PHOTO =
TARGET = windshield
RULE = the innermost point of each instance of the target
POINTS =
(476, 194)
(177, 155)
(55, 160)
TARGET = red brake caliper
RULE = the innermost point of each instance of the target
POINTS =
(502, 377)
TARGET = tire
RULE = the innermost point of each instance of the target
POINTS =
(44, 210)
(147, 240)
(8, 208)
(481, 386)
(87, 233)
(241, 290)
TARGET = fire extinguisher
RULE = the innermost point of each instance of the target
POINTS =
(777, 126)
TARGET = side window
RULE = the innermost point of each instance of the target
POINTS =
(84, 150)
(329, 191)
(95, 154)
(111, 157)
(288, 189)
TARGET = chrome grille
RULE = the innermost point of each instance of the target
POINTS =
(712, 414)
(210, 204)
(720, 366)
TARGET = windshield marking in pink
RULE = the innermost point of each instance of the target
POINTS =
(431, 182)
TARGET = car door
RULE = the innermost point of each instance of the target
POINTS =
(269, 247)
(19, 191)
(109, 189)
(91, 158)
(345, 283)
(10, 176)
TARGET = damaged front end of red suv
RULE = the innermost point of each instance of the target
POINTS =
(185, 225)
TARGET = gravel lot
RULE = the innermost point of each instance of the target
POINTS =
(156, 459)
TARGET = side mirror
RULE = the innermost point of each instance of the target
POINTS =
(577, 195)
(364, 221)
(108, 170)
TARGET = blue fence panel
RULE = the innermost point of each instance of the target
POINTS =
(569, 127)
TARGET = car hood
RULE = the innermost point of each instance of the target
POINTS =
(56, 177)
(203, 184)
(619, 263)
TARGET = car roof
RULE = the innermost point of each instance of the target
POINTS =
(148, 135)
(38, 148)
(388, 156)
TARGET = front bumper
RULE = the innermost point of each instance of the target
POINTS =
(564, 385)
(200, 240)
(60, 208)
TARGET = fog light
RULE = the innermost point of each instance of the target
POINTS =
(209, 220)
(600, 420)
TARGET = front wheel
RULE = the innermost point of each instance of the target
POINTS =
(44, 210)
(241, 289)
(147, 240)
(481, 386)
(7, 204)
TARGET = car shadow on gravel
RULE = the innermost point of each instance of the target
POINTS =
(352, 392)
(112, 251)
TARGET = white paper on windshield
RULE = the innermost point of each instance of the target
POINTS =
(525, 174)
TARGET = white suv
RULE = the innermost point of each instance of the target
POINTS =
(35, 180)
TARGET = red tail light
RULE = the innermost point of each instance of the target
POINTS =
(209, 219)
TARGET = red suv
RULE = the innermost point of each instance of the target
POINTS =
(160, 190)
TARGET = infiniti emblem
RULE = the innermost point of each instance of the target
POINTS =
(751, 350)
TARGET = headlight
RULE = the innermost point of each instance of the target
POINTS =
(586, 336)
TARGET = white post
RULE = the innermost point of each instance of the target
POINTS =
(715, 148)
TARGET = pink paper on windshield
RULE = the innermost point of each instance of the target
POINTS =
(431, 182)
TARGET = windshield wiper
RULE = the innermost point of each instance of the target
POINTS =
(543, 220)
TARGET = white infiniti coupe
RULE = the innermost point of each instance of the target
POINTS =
++++
● **Written instruction**: Can you rewrite the listing above, changing each "innermost" to "central" and leaving everything else the same?

● **Answer to this task**:
PHOTO =
TARGET = windshield
RULE = the central point of each instance of the target
POINTS =
(476, 194)
(177, 155)
(55, 160)
TARGET = red brake caliper
RULE = the central point of each instance of the target
POINTS =
(502, 377)
TARGET = tire
RULE = the central point of each instance of the target
POINTS =
(44, 210)
(147, 240)
(8, 208)
(481, 386)
(87, 233)
(241, 290)
TARGET = fire extinguisher
RULE = the central point of each instance of the target
POINTS =
(777, 126)
TARGET = side window
RULE = the central point of each instance of the target
POINTS =
(84, 150)
(329, 191)
(95, 154)
(111, 157)
(288, 189)
TARGET = chrome grille
RULE = the central point of each instance of the target
POINTS =
(712, 414)
(210, 204)
(720, 366)
TARGET = windshield marking in pink
RULE = the central point of each instance of the target
POINTS =
(431, 182)
TARGET = car door
RULE = the central point of each instance of the target
POINTS =
(269, 247)
(19, 191)
(109, 189)
(91, 158)
(345, 283)
(10, 176)
TARGET = damaged front end of red suv
RULE = the central point of each instance of the target
POINTS =
(185, 225)
TARGET = gravel lot
RULE = the central point of each instance of the target
POINTS =
(156, 459)
TARGET = side mirror
RULE = the central point of each instance of the target
POINTS =
(577, 195)
(364, 221)
(108, 170)
TARGET = blue fence panel
RULE = the central point of each instance of the target
POINTS =
(569, 127)
TARGET = car hood
RULE = the central point of each instance of the target
POINTS =
(56, 177)
(203, 184)
(619, 263)
TARGET = car roof
RULE = the central point of each instance of the target
POINTS =
(148, 135)
(38, 148)
(388, 156)
TARGET = front bumper
RULE = the central point of each instance of the target
POINTS =
(564, 385)
(200, 240)
(60, 208)
TARGET = fog light
RULE = the central point of each instance of the target
POINTS =
(209, 220)
(600, 420)
TARGET = front wheel
RULE = the central point of each instance of the target
POINTS =
(44, 210)
(241, 289)
(147, 240)
(481, 386)
(7, 204)
TARGET = car shadow on gravel
RULE = the central point of each instance of the target
POINTS =
(352, 392)
(112, 251)
TARGET = white paper on windshield
RULE = the central point of each instance of the target
POINTS =
(525, 174)
TARGET = white suv
RULE = the central point of each instance of the target
POINTS =
(35, 180)
TARGET = red tail light
RULE = the central point of each instance of the target
POINTS =
(209, 219)
TARGET = red suv
RULE = the central point of each instance of the target
POINTS =
(160, 190)
TARGET = infiniti emblem
RULE = the central point of each instance of the target
POINTS =
(751, 350)
TARGET = headlight
RULE = the central point of each instance of the target
POINTS =
(586, 336)
TARGET = white post
RULE = the central point of each instance of the target
POINTS =
(715, 148)
TARGET = pink paper on windshield
RULE = the central point of each instance of the target
POINTS =
(431, 182)
TARGET = windshield wiper
RULE = the central point of each instance of the target
POINTS =
(543, 220)
TARGET = white infiniti coupe
RULE = the central point of each instance of the target
POINTS =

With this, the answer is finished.